start Entries supplied

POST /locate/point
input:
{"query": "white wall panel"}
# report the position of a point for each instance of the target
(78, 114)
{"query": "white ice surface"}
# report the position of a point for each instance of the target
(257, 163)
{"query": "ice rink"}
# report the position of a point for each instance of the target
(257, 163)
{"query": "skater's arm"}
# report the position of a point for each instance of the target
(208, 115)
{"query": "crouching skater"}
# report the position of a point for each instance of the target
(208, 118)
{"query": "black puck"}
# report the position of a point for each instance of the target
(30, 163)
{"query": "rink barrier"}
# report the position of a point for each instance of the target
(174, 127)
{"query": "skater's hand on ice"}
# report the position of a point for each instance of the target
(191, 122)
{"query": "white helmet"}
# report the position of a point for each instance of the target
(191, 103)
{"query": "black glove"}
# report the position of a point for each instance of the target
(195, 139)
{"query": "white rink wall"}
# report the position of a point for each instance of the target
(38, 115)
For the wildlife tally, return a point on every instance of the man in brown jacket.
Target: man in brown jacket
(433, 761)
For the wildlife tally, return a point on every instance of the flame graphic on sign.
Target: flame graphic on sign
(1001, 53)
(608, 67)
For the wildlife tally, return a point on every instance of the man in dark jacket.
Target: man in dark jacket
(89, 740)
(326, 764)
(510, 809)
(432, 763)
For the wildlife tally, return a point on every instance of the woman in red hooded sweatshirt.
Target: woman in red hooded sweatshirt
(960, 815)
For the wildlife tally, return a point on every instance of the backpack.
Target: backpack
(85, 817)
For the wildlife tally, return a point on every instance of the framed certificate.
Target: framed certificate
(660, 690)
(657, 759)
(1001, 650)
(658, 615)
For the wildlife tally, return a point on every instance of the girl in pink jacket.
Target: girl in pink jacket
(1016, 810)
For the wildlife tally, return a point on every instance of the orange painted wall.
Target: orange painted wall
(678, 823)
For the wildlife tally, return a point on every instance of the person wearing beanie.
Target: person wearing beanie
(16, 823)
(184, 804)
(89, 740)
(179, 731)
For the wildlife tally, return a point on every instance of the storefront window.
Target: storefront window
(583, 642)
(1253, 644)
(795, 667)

end Entries supplied

-- Stated goal --
Rewrite all the entries above, replacing each "instance" with "occurrence" and leaving everything else unchanged.

-- Result --
POST /locate/point
input:
{"query": "white wall panel"}
# report the position of a point for each occurrence of the target
(78, 114)
{"query": "white ice surface"}
# report the position of a point for each occurrence of the target
(257, 163)
{"query": "ice rink"}
# report the position of a point for each occurrence of the target
(257, 163)
{"query": "skater's arm"}
# report the position of a point for each occurrence of the target
(208, 115)
{"query": "crouching skater"}
# report the position of a point for each occurrence of the target
(208, 118)
{"query": "black puck"}
# report the position of a point for each occurrence of the target
(30, 163)
{"query": "rink barrier"}
# report the position of a point for each occurrence of the target
(174, 127)
{"query": "skater's hand on ice"}
# report the position of a point for each occurrence of the target
(191, 122)
{"query": "white helmet"}
# report the position of a point for each occurrence of the target
(191, 103)
{"query": "black glove"}
# report the position of a point for each occurrence of the target
(195, 139)
{"query": "white rink wall"}
# report the position of a point for each occurrence of the target
(38, 115)
For the wildlife tally, return a point on every occurrence of the man in brown jacket.
Target: man in brown jacket
(433, 761)
For the wildlife tally, return a point on every occurrence of the flame graphic on sign.
Target: flame graphic on sign
(1001, 53)
(608, 67)
For the wildlife tally, return a point on every occurrence of the man in dark jacket.
Target: man in dark jacket
(89, 740)
(326, 764)
(510, 809)
(432, 763)
For the wildlife tally, return a point on every occurrence of the woman in red hooded sweatshirt.
Target: woman in red hooded sweatshirt
(960, 815)
For the wildlife tally, return a point on every occurrence of the backpack.
Target: backpack
(85, 817)
For the wildlife tally, return a point on every occurrence of the framed certificate.
Target: framed certificate
(660, 690)
(657, 759)
(1001, 650)
(658, 615)
For the wildlife tally, return a point on every occurrence of the girl in pink jacket.
Target: girl in pink jacket
(1016, 810)
For the wildlife tally, return a point on every occurrence of the orange painted wall.
Target: orange painted wall
(678, 823)
For the wildlife tally, return a point on every occurrence of the person wearing beanie.
Target: person wearing beanie
(16, 823)
(184, 804)
(89, 740)
(179, 731)
For the wildlife tally, return a point on every occurrence of the storefront window.
Target: storefront window
(583, 642)
(1253, 644)
(795, 667)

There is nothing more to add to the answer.